Requirements: Please arrange every line of the entries below as a numbered list, skipping any blank lines and leaving the pictures out.
— BEGIN Input for this task —
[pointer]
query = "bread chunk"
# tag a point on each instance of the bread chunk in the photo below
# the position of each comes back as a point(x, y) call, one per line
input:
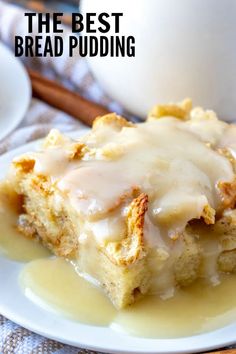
point(141, 208)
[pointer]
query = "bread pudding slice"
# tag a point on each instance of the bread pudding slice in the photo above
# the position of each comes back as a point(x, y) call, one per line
point(139, 208)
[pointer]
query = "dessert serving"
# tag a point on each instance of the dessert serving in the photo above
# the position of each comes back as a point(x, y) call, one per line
point(138, 208)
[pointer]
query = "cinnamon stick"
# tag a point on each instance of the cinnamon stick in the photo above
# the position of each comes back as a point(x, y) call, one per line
point(65, 100)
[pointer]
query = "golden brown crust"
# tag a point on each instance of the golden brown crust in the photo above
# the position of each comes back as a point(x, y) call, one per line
point(76, 151)
point(54, 138)
point(25, 164)
point(228, 194)
point(131, 248)
point(208, 214)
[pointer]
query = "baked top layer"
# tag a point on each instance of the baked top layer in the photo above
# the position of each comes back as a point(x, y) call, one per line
point(180, 163)
point(135, 188)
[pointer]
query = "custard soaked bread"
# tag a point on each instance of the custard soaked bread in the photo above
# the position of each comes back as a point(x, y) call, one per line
point(140, 208)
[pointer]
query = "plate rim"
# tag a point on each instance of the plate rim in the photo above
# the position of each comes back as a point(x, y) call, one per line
point(121, 343)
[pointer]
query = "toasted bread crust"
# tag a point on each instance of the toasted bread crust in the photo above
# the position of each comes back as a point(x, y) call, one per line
point(180, 110)
point(113, 120)
point(131, 248)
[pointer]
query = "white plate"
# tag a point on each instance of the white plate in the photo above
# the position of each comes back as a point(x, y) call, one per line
point(15, 306)
point(15, 91)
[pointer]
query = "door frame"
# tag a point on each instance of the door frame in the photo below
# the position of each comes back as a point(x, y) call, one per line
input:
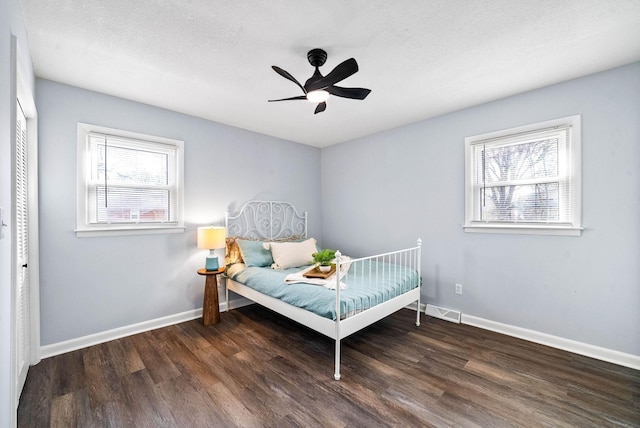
— END Input for this task —
Solution for this problem:
1. [pointer]
2. query = "bread chunk"
3. # tag a point on each instance of the bread chunk in the photo below
4. # the position of each comes back as a point(x, y) call, one per line
5. input:
6. point(141, 208)
7. [pointer]
8. query = "bread pudding slice"
9. # tag a point on each instance of the bread pudding slice in the photo above
10. # the position of each comes back as a point(x, y) call, one per line
11. point(139, 208)
12. [pointer]
13. query = "dessert serving"
14. # tag a point on each instance of the dessert serving in the photo above
15. # the position of each comes back as a point(x, y) call, one per line
16. point(138, 208)
17. [pointer]
18. query = "cinnamon stick"
19. # tag a point on each instance of the cinnamon stick in the photo above
20. # the position of each comes back as a point(x, y) call, one per line
21. point(65, 100)
22. [pointer]
23. query = "golden brown crust"
24. # tag a point on each instance of the golden brown crust in the photo above
25. # the position of each comes back as a point(x, y) call, one per line
26. point(76, 151)
27. point(54, 138)
28. point(25, 164)
29. point(228, 194)
30. point(131, 248)
31. point(208, 214)
32. [pointer]
33. query = "baked top layer"
34. # tag a point on each instance of the baked top layer in the photo above
35. # the position of each comes back as a point(x, y) call, one per line
36. point(180, 163)
37. point(135, 188)
38. [pointer]
39. query = "custard soaked bread"
40. # tag a point on each instance of the custard soaked bread in the photo above
41. # the position of each comes back as a point(x, y) call, one per line
42. point(140, 208)
43. [pointer]
44. query = "plate rim"
45. # tag a point on each instance of the plate rim in the photo above
46. # the position of each comes back as a point(x, y) call, one per line
47. point(121, 343)
48. [pointer]
49. query = "toasted bread crust"
50. # tag a point on each instance of the toasted bread crust in the photo above
51. # the position of each comes back as a point(x, y) call, one per line
52. point(180, 110)
53. point(113, 120)
54. point(131, 248)
55. [pointer]
56. query = "white plate"
57. # tag a point on each instance of the white plate in the photo above
58. # the position of each comes back as a point(x, y) call, one per line
59. point(15, 306)
60. point(15, 91)
61. [pointer]
62. query = "door frame"
63. # tag a point on each instance of the door frame in the photo below
64. # the position of each comes back as a point(x, y) call, one per line
65. input:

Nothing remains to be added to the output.